#### Aim
Everything in the listing except the pictures should be written out exactly.

#### Input records
::::::::::
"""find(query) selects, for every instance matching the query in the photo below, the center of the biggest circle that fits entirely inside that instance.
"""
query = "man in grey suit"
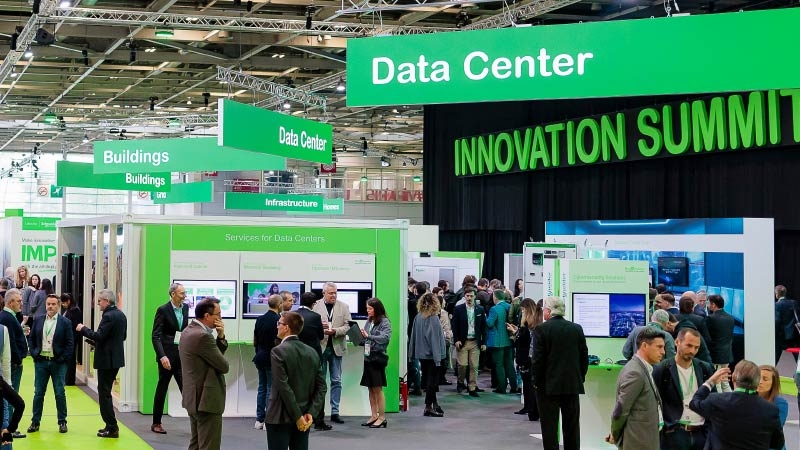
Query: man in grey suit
(298, 394)
(637, 413)
(204, 367)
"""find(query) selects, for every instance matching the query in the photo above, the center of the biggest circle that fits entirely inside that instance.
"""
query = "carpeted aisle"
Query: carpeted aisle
(83, 421)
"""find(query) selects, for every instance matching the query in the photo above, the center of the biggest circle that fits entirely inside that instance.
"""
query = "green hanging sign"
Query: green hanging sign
(178, 155)
(706, 53)
(261, 130)
(75, 174)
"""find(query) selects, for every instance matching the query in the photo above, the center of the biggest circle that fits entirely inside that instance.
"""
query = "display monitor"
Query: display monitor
(224, 290)
(255, 294)
(354, 293)
(609, 315)
(673, 270)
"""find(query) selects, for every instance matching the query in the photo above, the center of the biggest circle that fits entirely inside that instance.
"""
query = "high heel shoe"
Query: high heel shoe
(380, 425)
(369, 423)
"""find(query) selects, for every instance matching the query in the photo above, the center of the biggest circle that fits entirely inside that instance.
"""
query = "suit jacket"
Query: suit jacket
(720, 328)
(63, 340)
(339, 317)
(634, 421)
(298, 386)
(203, 366)
(165, 325)
(109, 350)
(460, 324)
(264, 335)
(665, 375)
(739, 421)
(560, 357)
(311, 334)
(19, 344)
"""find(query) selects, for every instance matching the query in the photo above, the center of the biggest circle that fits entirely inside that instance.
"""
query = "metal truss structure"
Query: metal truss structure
(285, 93)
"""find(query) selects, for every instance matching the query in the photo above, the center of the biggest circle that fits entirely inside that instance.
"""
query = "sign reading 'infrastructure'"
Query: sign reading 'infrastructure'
(77, 174)
(724, 123)
(598, 59)
(274, 202)
(261, 130)
(177, 155)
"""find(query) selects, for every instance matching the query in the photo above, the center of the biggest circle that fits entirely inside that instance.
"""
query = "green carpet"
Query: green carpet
(83, 420)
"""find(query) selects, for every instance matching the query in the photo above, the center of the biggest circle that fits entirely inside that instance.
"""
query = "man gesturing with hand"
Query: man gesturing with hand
(298, 388)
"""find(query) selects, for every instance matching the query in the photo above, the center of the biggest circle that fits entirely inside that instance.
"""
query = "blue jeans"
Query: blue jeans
(333, 363)
(264, 390)
(44, 372)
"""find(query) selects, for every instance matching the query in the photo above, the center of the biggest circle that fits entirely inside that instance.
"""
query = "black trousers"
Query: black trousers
(286, 436)
(164, 377)
(105, 381)
(570, 408)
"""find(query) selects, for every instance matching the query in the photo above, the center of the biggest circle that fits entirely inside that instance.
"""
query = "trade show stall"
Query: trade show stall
(240, 261)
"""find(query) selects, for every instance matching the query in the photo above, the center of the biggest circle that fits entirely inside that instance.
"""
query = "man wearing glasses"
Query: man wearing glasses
(204, 367)
(109, 356)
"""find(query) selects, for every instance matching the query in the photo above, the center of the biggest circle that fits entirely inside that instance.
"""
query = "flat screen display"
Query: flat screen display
(224, 290)
(609, 315)
(255, 294)
(355, 294)
(673, 270)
::::::::::
#### Response for this exercise
"""find(query) selects, for every instance matching the query in the photo below, the center of the biggest circle that fits entirely inside that instance.
"""
query = "man in grey suit"
Query: man in grey suit
(298, 394)
(637, 413)
(204, 367)
"""find(query) selects, for every instance matching the query in the photo above, the center of the biggest circle that fits entirely inside that instance.
"""
query = "carpeted aisle"
Query: carpeted aisle
(83, 421)
"""find(query) selects, for every instance matching the query in the photo above, the center of the biggest circle that fits entirely inside that instance.
"""
query = "green hanging sign"
Query: green hanging sign
(178, 155)
(706, 53)
(261, 130)
(75, 174)
"""find(query) selects, for every instance matching the query in the photo above, the center of the biggest circle that fits entirely inside that instance.
"""
query = "display monitor"
Query: display monitor
(224, 290)
(255, 294)
(354, 293)
(609, 315)
(673, 270)
"""find(query) selects, for every instance matching the query in the photo above, the center of the biggest circle that fits entirely inside that instance.
"""
query = "high heel shoe"
Query: high heel shoe
(380, 425)
(369, 423)
"""find(query) selects, for every instance matching the query in the photo above, the center of the biggest circle that fits entirely inside that instance.
"""
query = "suit jacket"
Query: suit jacket
(720, 328)
(63, 340)
(339, 317)
(634, 421)
(298, 386)
(203, 366)
(165, 325)
(109, 350)
(460, 324)
(264, 335)
(665, 375)
(739, 421)
(560, 357)
(311, 334)
(19, 344)
"""find(query) selects, for every instance matching the query in the photo above, the center of the biggest circle that fits entirely inside that instance.
"""
query = "metal truss structure"
Query: metal truss structure
(285, 93)
"""find(query) selects, for every instance matching the query in the photo above, the center of the biggest circle that fits entirely inside that instance.
"""
query = "sign reading 'infrastructure'"
Query: sign reading 'infrastructure'
(77, 174)
(724, 123)
(598, 59)
(274, 202)
(261, 130)
(177, 155)
"""find(query) selects, for every instance matching the query in the photo above, the center of the biggest circle that fits entirely inside that instance.
"""
query = "green carpet"
Query: green carpet
(83, 420)
"""find(query) selects, for every instance matching the query in the photo above, the center of the biggest circle that fits entirely inside that instance.
"""
query = "man gesturing with hand"
Query: man gesturing with hand
(298, 388)
"""find(query) selects, for every instance matching the query in the photo above, the center of the biggest circle that fits entirely inside that instance.
"""
query = "blue jeans"
Query: blue jeans
(333, 363)
(264, 390)
(44, 372)
"""find(query) selects, for every instance matching the query in the photo above, the center of the biggest circle that fits entirely inside that instance.
"""
query = "black trousers"
Query: black trousers
(286, 436)
(164, 377)
(105, 381)
(570, 408)
"""find(query) selects, for every instance matching the query in the photo above, the center of the biggest circle that fits entirely inside that instance.
"""
query = "trade show stall"
Query: trade show stall
(240, 261)
"""find(query) selects, for every instance matching the query in the photo above, the center of the biggest circle that fits entirely inside that instance.
"""
query = "man wearing glasses"
Query: man wearing glasses
(204, 367)
(109, 356)
"""find(query) selects, for every instance matching the query in the photo above, the center of the biggest circle that fits entirely inside that instance.
"""
query = "flat screen display"
Query: flat screen display
(224, 290)
(609, 315)
(255, 294)
(355, 294)
(673, 270)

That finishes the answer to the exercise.